February 15, 2013

The Demise of Free-Thinking Sane People: Part 1

The sanity of Americans, collectively speaking, seems to be sinking to an all-time low. All Americans. Not Republican Americans, or Democratic Americans, or Libertarian Americans, or Green Americans... All of us.

And why shouldn't it be sinking? We have a media whose only job is to make sure we are too scared to go outside, make new friends, take a vacation, or discipline our children. They keep us abreast of which new phobia is all the rage. And with technological advances, they can scare us with news from every single continent in real time! The media lets you know who you should like, who you should hate, who you should fear, what you should eat, and where you should live!

Every. Single. Damn. Day. If you are like me, your morning goes a little something like this:

You turn on the news in the morning while you are getting ready for work. You are just curious as to what the weather will be like so you know whether to wear a light jacket or a ski suit to the office. Also, it is just kind of nice to have white noise in the background as you complete your morning routine. As you are in the bathroom applying mascara you hear a perky, over-caffeinated voice coming from the next room, "Are you too fat to live? You might think so, BUT new research shows that if you are skinny, you might DIE earlier than if you are fat. Of course, if your BMI is over this certain threshold, you could ALSO be at an increased chance of dying sooner than those other people who are just the right amount of skinny. Find out where YOU fall after these messages from our sponsors." You look down at yourself and think, Ohmigosh. Am I the right amount of skinny? I don't even know what my BMI is anymore. Holy hell, when is the last time I went to the doctor--

Then the pharmaceutical commercials start and interrupt your inner dialogue about the BMI dilemma with the following: "Do you have frequent outbursts of laughter and or sadness? Millions of other Americans also laugh and cry. Some suffer from this everyday. You are not alone. BUT you are  ALL inferior and need this pill to make you better people."

Are they SPYING ON ME??? I laugh and cry ALL THE TIME. It is CONSTANT. Do I need that pill? Maybe if I were a better person, people would quit flipping me off on the freeway...

Extracted data
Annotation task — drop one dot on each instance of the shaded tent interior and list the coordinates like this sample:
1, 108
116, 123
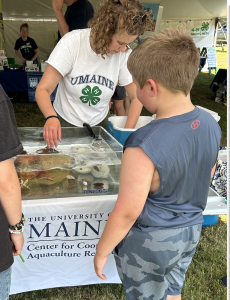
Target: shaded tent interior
40, 16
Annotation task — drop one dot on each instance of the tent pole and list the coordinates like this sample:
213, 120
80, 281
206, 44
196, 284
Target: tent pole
2, 37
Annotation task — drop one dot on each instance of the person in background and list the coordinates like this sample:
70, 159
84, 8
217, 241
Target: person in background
27, 46
77, 15
88, 64
118, 100
11, 217
166, 167
121, 101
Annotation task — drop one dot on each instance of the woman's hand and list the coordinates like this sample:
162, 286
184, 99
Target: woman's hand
57, 4
99, 264
52, 131
18, 242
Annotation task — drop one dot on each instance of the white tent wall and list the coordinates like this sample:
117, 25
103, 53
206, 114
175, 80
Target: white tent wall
43, 32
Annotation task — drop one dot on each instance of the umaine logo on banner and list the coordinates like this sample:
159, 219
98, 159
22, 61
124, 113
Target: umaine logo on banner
33, 82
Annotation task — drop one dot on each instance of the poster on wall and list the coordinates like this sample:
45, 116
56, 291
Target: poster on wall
61, 236
211, 55
202, 31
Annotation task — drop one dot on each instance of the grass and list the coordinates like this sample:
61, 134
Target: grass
209, 264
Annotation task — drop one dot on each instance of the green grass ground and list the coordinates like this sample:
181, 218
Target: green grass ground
209, 264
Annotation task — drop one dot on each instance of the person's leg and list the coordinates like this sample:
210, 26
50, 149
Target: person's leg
5, 282
169, 297
152, 265
127, 105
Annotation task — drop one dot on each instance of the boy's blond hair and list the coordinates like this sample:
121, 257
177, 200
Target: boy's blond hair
169, 57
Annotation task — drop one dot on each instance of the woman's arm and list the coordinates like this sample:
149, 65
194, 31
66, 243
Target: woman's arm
10, 199
18, 55
135, 182
36, 54
47, 84
135, 107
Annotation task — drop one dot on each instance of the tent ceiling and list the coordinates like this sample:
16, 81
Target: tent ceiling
173, 9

What to produce
Condense the paragraph of the essay about American sanity that opens with "And why shouldn't it be sinking?", keeping its main facts. Rely only on the essay about American sanity to complete this.

Solution to this problem
The decline is unsurprising, since the media's only job is to keep people too scared to go outside, make new friends, take a vacation, or discipline their children. It reports the latest fashionable phobia, uses technology to deliver frightening news from every continent in real time, and tells people whom to like, hate, and fear, what to eat, and where to live.